(Required work): Reproduce word for word the stretch of the entries below from the line containing "In this exercise you will annotate each instance of the bright" through the last line of the entries.

(Data for processing):

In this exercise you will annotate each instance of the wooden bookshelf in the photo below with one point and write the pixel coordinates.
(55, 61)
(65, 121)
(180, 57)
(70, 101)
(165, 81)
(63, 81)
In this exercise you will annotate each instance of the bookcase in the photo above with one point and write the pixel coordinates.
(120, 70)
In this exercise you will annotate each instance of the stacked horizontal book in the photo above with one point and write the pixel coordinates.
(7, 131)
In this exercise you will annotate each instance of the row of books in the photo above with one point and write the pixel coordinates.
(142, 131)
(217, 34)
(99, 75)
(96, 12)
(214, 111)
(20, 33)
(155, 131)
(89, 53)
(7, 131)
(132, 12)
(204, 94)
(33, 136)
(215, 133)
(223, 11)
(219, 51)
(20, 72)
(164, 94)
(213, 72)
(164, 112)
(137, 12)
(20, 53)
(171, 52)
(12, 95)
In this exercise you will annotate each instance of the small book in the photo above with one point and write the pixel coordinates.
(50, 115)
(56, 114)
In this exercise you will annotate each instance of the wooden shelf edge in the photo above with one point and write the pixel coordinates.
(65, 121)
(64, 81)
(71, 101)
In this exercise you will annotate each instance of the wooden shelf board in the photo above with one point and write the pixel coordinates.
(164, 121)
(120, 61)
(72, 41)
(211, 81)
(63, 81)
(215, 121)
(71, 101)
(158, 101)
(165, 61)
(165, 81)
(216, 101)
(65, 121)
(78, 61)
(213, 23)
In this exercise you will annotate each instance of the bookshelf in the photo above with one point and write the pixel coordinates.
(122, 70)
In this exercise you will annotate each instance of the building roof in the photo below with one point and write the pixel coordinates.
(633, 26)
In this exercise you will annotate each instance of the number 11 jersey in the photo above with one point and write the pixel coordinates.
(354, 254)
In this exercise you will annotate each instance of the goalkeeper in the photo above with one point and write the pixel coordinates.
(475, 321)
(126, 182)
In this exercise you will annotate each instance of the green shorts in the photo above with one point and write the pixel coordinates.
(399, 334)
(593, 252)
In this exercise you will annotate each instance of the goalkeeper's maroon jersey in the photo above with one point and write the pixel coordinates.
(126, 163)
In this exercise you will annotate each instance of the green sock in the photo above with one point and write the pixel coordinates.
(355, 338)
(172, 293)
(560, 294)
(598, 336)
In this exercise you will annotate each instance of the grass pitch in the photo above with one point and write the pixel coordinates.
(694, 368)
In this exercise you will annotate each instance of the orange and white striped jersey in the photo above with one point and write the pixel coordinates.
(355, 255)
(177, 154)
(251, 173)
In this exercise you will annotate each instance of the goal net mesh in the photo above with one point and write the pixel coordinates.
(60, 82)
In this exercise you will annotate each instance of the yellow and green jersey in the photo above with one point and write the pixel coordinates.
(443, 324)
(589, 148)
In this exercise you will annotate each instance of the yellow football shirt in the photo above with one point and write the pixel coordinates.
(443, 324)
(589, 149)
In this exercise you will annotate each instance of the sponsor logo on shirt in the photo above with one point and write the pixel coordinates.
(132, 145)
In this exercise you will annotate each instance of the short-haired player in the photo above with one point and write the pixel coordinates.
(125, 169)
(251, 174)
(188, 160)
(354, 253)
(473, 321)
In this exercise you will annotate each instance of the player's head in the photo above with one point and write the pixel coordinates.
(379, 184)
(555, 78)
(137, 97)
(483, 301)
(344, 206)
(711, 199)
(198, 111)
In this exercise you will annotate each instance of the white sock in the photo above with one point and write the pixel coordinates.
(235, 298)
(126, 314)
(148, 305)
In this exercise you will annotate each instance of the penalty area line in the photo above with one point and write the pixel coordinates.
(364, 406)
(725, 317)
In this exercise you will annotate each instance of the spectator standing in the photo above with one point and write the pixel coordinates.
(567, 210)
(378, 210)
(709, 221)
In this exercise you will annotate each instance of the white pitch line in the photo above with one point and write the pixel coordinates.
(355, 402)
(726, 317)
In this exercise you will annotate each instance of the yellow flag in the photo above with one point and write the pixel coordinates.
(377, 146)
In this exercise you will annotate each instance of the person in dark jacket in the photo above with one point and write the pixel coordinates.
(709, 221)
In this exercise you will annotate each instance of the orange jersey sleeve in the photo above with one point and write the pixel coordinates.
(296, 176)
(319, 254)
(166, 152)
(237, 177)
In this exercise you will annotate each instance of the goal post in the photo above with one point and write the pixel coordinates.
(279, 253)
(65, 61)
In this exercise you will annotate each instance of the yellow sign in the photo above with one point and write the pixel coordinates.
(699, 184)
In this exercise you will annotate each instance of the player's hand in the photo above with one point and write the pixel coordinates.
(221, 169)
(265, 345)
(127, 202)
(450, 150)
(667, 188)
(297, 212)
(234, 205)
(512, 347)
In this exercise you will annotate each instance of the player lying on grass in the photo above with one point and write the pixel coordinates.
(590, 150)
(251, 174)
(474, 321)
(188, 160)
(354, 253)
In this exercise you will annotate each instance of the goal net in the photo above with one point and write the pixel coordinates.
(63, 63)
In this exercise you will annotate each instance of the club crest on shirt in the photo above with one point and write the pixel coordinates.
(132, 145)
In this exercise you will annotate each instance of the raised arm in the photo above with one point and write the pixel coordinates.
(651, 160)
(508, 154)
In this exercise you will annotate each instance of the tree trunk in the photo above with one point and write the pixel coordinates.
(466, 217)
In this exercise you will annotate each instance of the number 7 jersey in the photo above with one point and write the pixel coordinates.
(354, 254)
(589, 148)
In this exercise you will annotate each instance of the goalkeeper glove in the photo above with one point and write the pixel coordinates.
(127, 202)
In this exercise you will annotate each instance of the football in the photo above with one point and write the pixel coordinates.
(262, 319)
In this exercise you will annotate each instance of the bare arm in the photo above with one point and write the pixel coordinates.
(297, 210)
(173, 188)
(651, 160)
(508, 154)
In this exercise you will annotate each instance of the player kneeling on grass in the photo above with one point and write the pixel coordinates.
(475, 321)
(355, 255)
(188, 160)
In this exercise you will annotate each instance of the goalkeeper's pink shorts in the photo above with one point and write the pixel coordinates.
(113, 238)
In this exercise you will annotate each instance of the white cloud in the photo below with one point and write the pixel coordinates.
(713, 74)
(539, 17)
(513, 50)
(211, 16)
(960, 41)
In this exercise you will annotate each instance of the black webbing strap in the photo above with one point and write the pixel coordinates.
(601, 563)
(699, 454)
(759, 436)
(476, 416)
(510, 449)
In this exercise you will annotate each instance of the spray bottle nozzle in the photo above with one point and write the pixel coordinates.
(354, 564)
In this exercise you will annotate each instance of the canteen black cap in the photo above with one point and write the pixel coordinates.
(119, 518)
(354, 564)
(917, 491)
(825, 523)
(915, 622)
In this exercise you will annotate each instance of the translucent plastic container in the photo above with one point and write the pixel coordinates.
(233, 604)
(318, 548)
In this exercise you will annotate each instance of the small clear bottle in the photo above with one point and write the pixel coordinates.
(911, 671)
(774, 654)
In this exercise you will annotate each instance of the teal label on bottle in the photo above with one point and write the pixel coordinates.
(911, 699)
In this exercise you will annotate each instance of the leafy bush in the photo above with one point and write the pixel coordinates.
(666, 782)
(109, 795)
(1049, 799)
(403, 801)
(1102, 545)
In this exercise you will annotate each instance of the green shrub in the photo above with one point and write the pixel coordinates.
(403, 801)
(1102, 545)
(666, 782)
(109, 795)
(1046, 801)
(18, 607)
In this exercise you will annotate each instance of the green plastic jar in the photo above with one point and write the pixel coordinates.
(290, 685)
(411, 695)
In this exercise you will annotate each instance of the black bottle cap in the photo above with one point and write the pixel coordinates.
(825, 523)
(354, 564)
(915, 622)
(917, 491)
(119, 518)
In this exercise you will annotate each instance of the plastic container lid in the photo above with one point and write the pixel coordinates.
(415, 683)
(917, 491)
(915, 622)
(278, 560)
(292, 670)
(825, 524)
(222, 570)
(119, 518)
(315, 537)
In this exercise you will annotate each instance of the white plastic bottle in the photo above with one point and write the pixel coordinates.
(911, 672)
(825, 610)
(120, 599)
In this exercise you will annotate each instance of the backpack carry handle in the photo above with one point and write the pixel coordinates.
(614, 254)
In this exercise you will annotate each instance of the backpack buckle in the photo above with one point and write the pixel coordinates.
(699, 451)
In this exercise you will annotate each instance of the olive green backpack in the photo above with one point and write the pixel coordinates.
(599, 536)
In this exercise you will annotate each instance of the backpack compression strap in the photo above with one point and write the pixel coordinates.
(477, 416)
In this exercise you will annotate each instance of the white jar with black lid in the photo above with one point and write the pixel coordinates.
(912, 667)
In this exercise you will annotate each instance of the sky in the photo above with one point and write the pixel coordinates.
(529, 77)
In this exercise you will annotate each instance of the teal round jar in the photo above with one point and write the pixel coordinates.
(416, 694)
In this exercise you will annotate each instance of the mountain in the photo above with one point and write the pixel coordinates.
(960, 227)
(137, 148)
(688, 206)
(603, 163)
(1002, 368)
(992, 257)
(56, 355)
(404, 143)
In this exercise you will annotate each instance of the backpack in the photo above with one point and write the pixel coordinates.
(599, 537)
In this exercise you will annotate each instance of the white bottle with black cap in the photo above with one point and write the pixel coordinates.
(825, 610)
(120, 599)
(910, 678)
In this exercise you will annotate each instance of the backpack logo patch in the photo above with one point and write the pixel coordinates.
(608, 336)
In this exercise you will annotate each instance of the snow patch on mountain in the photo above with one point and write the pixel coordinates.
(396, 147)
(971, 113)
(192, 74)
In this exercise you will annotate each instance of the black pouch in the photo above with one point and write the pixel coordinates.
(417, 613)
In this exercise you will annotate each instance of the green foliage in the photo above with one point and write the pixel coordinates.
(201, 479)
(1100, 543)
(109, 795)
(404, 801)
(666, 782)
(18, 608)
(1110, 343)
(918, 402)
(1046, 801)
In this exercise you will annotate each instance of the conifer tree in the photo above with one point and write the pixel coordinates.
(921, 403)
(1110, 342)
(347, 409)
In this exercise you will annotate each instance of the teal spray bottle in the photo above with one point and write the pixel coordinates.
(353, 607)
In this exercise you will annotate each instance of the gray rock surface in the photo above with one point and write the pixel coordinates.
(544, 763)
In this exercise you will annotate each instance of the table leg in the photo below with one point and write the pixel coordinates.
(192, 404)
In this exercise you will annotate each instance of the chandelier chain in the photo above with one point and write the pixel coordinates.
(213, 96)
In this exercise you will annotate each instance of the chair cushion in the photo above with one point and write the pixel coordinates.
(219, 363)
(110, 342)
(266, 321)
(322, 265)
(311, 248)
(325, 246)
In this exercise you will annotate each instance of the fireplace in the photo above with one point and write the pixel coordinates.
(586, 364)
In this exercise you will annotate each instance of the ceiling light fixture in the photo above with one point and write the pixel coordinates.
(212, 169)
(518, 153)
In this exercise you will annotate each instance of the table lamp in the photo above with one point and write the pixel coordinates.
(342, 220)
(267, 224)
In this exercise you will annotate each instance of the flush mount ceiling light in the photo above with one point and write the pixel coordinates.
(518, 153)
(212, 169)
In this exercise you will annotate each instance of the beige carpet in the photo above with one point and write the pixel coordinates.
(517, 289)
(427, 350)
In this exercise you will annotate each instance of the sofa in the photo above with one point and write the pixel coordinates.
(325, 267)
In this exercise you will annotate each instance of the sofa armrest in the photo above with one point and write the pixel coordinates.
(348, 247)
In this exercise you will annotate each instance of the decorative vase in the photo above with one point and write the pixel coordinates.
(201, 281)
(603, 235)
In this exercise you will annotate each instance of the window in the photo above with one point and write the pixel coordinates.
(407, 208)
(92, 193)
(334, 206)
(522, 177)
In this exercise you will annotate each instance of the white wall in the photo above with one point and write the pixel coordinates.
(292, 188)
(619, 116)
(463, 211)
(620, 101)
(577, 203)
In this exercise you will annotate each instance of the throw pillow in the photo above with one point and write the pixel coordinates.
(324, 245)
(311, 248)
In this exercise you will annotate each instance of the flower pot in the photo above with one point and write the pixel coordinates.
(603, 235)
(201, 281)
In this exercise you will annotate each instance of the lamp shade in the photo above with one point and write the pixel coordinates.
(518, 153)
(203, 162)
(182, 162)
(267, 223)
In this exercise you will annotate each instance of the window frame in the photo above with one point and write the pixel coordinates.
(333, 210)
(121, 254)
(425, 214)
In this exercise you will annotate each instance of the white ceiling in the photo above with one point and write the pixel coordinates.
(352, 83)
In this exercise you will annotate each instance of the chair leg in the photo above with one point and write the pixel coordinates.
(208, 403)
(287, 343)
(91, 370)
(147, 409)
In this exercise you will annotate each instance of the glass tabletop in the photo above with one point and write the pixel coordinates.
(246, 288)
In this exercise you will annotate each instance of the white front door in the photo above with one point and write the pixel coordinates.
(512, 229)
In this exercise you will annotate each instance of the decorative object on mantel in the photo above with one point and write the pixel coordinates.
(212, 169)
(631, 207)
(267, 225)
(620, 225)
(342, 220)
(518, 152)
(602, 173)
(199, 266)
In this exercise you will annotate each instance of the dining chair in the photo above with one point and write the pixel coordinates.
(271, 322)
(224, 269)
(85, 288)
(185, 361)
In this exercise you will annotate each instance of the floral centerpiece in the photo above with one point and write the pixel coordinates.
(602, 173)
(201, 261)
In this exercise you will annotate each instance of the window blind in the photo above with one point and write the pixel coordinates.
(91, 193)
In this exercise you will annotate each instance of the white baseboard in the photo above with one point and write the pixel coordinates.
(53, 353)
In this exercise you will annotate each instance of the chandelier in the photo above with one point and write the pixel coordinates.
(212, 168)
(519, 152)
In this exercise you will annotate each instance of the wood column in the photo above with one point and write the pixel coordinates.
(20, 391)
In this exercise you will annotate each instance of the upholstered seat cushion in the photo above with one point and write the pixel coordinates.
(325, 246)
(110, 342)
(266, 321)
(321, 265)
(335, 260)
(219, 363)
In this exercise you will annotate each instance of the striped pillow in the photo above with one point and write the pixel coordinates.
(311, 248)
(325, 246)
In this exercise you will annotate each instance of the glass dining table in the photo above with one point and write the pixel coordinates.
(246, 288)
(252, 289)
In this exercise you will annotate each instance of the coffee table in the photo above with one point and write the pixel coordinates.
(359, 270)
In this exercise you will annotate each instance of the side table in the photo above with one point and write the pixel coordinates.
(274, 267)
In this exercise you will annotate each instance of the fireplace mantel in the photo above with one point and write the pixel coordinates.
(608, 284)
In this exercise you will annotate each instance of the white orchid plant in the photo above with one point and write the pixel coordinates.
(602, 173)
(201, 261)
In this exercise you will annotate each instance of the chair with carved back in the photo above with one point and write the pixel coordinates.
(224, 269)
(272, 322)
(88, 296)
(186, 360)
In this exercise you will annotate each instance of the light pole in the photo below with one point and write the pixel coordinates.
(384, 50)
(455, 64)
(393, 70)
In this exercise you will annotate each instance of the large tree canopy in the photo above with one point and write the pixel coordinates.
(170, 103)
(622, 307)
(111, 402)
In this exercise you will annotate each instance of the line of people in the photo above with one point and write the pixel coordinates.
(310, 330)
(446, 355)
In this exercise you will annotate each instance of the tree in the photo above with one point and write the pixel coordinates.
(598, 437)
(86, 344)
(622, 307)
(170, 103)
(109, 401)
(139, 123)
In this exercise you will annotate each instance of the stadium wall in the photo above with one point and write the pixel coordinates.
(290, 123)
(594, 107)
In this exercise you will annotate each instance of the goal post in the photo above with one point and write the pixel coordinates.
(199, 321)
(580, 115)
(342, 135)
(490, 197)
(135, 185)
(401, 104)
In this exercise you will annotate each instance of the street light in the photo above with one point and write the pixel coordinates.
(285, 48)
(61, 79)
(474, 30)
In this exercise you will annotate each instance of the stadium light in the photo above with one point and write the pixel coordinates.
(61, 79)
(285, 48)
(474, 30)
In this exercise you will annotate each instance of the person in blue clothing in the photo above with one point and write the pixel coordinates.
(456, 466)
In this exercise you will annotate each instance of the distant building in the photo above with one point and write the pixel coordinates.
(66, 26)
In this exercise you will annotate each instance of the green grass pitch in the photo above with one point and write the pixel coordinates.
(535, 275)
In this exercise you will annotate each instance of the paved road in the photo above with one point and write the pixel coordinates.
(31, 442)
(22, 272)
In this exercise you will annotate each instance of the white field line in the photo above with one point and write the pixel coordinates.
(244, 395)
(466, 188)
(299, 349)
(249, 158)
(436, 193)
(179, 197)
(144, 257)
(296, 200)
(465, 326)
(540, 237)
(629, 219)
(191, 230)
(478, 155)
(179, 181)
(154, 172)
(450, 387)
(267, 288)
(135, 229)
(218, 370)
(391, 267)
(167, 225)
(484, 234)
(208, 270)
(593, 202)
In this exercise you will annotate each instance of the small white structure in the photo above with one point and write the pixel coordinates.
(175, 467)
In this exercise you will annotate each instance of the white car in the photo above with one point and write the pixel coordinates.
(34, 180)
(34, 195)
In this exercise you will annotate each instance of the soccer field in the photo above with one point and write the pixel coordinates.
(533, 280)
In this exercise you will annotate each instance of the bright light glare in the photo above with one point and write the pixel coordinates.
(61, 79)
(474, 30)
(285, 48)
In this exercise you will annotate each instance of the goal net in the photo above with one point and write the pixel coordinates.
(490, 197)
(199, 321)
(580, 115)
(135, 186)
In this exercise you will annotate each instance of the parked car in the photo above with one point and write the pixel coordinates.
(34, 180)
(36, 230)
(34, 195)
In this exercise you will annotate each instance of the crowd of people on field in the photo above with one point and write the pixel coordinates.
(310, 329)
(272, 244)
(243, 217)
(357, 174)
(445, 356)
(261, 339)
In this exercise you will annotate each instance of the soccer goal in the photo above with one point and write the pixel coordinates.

(Output):
In this exercise you will annotate each instance of the bright light glare in the photo above with one point and write the pixel coordinates.
(61, 79)
(474, 30)
(285, 48)
In this exercise you will annotate each instance of the goal net in the photo above with one point and write the pixel coordinates.
(490, 197)
(199, 321)
(580, 115)
(135, 186)
In this exercise you will annotate each instance of the parked car in the photo above with one point and write the pixel coordinates.
(34, 180)
(36, 230)
(34, 195)
In this exercise you will annotate each instance of the crowd of people on field in the photo above with one point and write the pixel coordinates.
(310, 329)
(272, 244)
(243, 217)
(357, 174)
(445, 356)
(261, 339)
In this exercise you will annotate each instance of the soccer goal in the photo above with one point and write the pixel coordinates.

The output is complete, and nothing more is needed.